** Start Records provided **

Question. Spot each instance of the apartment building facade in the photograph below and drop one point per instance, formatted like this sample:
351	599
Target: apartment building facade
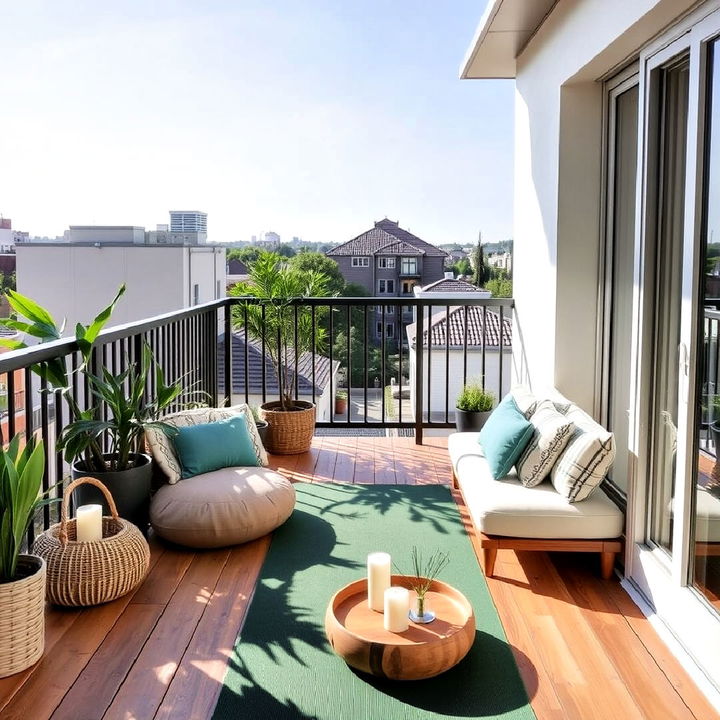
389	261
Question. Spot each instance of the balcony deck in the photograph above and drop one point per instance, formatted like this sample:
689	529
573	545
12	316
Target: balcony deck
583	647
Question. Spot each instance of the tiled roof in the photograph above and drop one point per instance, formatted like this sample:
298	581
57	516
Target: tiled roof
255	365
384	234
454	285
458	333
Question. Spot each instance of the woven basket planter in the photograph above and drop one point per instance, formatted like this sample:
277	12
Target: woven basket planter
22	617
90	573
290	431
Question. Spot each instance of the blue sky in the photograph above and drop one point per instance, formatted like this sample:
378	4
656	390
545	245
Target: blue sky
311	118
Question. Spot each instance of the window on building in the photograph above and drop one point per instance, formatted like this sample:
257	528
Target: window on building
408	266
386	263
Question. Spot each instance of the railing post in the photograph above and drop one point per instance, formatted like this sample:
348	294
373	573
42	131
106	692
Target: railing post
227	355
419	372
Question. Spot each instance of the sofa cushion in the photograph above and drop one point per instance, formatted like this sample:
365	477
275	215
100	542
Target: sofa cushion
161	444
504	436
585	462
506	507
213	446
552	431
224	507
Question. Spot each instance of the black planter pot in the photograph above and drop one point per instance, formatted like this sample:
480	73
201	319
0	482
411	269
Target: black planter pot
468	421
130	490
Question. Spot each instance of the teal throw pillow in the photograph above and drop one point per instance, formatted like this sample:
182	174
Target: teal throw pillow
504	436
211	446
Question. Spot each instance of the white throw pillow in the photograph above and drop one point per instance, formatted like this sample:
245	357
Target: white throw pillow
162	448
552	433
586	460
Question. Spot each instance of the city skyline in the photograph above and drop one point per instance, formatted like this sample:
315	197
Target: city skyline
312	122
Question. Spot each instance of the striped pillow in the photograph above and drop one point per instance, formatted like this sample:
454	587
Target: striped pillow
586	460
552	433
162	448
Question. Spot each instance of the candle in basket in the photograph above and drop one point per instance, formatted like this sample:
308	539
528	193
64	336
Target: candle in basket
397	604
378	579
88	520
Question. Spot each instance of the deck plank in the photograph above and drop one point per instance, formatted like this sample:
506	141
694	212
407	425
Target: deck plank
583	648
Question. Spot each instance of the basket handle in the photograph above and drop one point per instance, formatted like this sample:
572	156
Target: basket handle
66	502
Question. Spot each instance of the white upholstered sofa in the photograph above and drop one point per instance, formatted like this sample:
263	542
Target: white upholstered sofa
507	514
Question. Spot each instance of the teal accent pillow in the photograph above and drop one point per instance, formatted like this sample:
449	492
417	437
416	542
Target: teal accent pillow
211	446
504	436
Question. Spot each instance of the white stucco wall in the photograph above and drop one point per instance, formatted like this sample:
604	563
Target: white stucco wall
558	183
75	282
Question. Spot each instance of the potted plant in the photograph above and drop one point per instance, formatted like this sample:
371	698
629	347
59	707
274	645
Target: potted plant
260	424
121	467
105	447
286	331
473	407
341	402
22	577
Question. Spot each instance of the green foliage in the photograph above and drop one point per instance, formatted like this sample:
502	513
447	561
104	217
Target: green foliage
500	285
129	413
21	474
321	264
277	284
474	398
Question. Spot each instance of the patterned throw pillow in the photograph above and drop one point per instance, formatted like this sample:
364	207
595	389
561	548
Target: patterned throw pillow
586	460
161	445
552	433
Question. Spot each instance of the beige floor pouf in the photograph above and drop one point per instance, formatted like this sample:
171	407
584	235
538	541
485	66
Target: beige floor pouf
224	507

** End Records provided **
** Start Records provided **

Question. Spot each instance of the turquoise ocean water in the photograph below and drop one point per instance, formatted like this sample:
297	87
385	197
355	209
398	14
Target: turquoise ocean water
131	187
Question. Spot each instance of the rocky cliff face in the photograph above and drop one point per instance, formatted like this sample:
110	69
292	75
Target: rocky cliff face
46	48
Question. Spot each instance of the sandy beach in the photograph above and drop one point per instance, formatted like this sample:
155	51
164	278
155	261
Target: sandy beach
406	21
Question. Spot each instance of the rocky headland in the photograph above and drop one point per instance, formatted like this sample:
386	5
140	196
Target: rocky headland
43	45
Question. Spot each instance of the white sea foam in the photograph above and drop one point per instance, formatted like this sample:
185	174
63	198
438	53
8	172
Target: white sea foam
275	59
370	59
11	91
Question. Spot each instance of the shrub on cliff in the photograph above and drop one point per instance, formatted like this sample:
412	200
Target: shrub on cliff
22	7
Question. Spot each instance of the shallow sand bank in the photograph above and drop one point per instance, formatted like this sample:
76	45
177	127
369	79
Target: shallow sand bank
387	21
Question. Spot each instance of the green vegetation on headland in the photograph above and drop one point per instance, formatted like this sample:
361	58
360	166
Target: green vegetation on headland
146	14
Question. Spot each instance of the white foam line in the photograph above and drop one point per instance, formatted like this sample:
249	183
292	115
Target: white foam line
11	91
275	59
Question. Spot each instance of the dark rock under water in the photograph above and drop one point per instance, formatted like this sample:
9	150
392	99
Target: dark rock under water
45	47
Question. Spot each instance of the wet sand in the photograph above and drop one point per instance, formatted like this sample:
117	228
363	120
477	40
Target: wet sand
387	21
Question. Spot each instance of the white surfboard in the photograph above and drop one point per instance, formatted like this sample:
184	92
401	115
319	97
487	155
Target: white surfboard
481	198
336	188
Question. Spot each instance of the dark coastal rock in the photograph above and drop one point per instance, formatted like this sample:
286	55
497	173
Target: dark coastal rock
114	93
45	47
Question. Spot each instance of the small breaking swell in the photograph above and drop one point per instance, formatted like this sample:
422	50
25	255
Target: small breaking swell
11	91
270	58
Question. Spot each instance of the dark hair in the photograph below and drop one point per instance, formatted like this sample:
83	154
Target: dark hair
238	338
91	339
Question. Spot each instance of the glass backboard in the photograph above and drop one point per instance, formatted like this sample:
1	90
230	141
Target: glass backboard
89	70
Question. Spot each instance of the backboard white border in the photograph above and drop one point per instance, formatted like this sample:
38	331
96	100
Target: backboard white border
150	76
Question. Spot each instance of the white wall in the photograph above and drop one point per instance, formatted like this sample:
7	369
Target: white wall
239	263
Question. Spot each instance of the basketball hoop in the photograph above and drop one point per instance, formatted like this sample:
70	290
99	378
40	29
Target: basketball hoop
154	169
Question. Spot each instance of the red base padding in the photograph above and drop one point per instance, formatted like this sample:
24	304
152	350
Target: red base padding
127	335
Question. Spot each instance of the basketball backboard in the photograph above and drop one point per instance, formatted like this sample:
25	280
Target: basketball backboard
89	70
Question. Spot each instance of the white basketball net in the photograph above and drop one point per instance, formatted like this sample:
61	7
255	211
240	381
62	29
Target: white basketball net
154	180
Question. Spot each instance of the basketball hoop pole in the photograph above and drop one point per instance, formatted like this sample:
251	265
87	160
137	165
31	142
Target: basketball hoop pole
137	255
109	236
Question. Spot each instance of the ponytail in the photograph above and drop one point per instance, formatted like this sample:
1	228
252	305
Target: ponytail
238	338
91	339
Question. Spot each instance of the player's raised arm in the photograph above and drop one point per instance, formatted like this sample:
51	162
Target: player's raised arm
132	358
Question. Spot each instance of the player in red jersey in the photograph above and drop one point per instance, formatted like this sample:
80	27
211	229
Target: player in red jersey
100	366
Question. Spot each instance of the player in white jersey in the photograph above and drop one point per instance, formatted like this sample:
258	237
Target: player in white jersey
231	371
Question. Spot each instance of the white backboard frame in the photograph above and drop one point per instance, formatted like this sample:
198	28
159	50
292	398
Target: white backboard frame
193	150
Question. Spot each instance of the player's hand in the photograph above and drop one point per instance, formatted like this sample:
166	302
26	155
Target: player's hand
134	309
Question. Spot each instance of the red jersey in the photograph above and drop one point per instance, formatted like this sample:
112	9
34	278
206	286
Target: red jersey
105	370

** End Records provided **
** Start Records provided **

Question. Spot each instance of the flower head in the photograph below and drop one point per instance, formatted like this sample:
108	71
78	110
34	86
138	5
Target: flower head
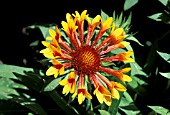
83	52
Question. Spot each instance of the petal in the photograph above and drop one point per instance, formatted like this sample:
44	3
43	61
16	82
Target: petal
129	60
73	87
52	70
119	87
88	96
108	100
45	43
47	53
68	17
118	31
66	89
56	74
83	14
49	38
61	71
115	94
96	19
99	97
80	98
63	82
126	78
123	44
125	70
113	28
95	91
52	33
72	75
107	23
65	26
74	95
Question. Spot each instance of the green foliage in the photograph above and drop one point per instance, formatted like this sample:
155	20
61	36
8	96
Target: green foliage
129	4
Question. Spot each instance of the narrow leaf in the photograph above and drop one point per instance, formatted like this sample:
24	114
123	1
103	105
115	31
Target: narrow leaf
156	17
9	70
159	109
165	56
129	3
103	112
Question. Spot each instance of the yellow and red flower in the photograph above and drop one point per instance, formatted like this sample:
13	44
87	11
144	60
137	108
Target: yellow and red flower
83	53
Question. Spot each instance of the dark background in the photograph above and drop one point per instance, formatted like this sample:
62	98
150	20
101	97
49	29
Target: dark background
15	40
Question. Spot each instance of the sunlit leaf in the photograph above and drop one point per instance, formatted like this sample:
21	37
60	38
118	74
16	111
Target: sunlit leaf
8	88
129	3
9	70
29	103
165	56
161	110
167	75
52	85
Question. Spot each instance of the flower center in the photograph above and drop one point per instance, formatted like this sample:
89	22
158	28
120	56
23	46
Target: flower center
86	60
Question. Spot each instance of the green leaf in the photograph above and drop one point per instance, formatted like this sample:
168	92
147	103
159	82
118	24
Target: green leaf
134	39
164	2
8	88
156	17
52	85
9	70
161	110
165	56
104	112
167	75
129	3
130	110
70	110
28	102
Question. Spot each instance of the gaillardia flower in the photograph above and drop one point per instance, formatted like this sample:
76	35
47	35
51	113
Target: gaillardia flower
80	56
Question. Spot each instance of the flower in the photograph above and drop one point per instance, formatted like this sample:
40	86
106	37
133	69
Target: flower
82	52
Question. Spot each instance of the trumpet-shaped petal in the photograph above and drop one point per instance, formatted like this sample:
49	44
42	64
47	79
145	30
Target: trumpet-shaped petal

** End Records provided **

_What this task involves_:
Which lines of the records contain the word "background"? Copy each one out, and count only matches in the same case.

_Expected output_:
Question. Spot each instance of the dark background in the photograph above and drop one point per instance, formatted like this sample:
Target: dark background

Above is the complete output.